## The data
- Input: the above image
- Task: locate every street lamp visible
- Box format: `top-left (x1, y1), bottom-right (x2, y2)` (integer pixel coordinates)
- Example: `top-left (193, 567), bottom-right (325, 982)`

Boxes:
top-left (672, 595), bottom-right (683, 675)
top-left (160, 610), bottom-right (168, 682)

==

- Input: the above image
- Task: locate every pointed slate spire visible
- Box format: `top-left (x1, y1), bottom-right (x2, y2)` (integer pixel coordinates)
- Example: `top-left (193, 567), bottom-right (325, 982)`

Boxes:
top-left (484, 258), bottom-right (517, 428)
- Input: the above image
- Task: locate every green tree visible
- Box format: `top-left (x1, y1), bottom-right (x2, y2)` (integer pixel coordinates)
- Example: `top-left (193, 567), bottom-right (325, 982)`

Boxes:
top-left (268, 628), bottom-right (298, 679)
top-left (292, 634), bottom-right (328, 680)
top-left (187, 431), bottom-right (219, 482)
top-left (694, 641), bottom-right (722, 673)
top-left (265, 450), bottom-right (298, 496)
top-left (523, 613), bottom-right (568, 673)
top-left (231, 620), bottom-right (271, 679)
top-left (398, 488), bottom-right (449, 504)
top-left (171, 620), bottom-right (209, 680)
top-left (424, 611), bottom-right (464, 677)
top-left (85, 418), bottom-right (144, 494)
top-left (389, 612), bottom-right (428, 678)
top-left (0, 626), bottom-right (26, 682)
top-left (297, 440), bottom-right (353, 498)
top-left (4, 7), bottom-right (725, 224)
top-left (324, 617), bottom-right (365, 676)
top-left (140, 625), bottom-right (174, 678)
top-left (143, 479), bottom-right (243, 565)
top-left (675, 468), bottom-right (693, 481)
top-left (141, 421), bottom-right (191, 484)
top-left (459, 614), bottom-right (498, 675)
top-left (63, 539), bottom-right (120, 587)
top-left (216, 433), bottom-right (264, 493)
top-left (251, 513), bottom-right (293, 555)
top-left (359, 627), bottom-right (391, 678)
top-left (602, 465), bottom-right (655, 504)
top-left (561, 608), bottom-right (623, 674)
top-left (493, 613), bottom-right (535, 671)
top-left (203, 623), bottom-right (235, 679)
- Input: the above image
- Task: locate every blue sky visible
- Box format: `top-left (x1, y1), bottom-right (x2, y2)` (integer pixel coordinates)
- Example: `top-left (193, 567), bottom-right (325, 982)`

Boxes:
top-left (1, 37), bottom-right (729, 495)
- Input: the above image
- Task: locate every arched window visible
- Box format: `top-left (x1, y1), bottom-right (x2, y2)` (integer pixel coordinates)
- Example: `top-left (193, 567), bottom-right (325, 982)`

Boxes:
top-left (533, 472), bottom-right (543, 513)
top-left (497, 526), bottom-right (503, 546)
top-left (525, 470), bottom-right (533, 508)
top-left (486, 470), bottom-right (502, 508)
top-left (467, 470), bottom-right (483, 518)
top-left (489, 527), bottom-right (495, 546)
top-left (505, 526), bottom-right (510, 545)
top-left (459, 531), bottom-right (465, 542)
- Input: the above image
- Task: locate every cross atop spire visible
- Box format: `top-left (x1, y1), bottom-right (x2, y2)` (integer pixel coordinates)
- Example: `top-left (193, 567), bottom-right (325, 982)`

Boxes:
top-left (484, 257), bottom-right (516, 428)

## What is being asked
The answer should be one number: how many lines in the listing above contain "Task".

## Reply to the exercise
6